What the task asks | Return the data exactly, with all pictures removed.

Data extracts |
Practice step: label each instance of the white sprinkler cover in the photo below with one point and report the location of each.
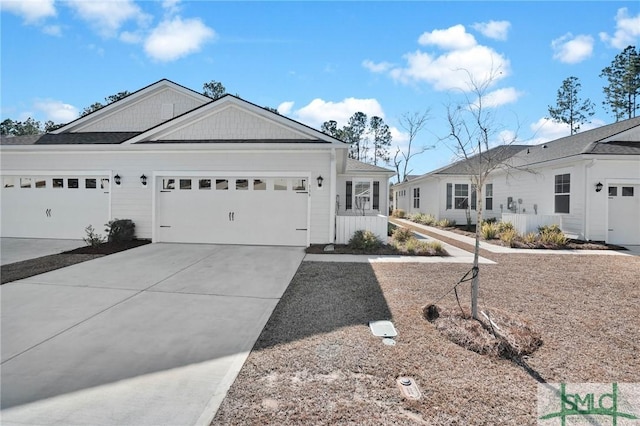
(383, 328)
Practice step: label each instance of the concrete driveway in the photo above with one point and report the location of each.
(150, 336)
(18, 249)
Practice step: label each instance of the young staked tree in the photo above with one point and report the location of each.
(412, 123)
(214, 89)
(471, 129)
(570, 109)
(623, 76)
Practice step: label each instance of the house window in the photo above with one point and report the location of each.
(362, 195)
(461, 196)
(204, 184)
(280, 185)
(185, 183)
(259, 185)
(562, 193)
(222, 184)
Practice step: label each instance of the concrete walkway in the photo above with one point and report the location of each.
(18, 249)
(151, 336)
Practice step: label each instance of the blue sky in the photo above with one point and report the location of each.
(317, 61)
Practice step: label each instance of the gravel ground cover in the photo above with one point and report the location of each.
(317, 362)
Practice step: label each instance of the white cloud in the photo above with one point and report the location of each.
(452, 69)
(571, 50)
(285, 107)
(56, 111)
(627, 30)
(176, 38)
(107, 17)
(318, 111)
(376, 67)
(455, 37)
(497, 30)
(32, 11)
(501, 97)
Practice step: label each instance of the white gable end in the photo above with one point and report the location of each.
(231, 123)
(143, 114)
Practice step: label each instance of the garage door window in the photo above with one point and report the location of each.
(204, 184)
(242, 184)
(280, 185)
(185, 183)
(259, 185)
(222, 184)
(168, 184)
(299, 184)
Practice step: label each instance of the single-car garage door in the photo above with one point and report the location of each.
(53, 206)
(624, 211)
(232, 210)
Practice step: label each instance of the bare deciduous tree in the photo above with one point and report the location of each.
(472, 129)
(412, 123)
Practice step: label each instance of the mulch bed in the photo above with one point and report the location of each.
(317, 362)
(29, 268)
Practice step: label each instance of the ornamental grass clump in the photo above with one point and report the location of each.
(364, 240)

The completed task |
Practice step: label each instance of the white sprinkler cover in the photo below with one point and report the location of each.
(383, 328)
Practice step: label each instance of the concrete driveway in the photo above with one point and report the location of each.
(150, 336)
(18, 249)
Practice step: label each instance of the young staked tree in the photo above with one point and report the location of each.
(412, 123)
(214, 89)
(471, 129)
(570, 109)
(623, 76)
Practice step: label each instance of the house window in the photo above with one point and report the location of each.
(362, 195)
(461, 196)
(204, 184)
(280, 185)
(185, 183)
(259, 185)
(562, 193)
(222, 184)
Practice step: label each instance of the concrete walkway in the photo above with one point and report the location of each.
(18, 249)
(151, 336)
Practice step: label each instance of the blue sky in the photo above with one point and report the location of each.
(317, 61)
Practice step: label each instance of the gravel ground cover in the photo above with one point and report the location of each.
(317, 362)
Practice step: label each instance of the white cloud in the photo above with one point and report the location of each.
(452, 69)
(571, 50)
(285, 107)
(56, 111)
(627, 30)
(176, 38)
(107, 17)
(318, 111)
(376, 67)
(455, 37)
(497, 30)
(32, 11)
(501, 97)
Practice step: label each instance of the white gable end in the photo above with one point and report the location of each.
(231, 123)
(143, 114)
Practice step: label each instance of the garage door window in the photo above with one point and report the location of each.
(204, 184)
(242, 184)
(280, 185)
(185, 183)
(259, 185)
(222, 184)
(168, 184)
(299, 184)
Practice step: label each instance of the single-car garage door in the photo above with one point and report the location of each.
(53, 206)
(624, 211)
(232, 210)
Practice step: label each instance of the bare deciduous tree in the photo above with one point and report the location of each.
(472, 129)
(412, 123)
Practice step: label each instance of the mulch bed in the photo above with one point and report the location of each.
(317, 362)
(29, 268)
Practice step: label each instance of the ornamental grass clump in the photo above with one point and report the location of each.
(364, 240)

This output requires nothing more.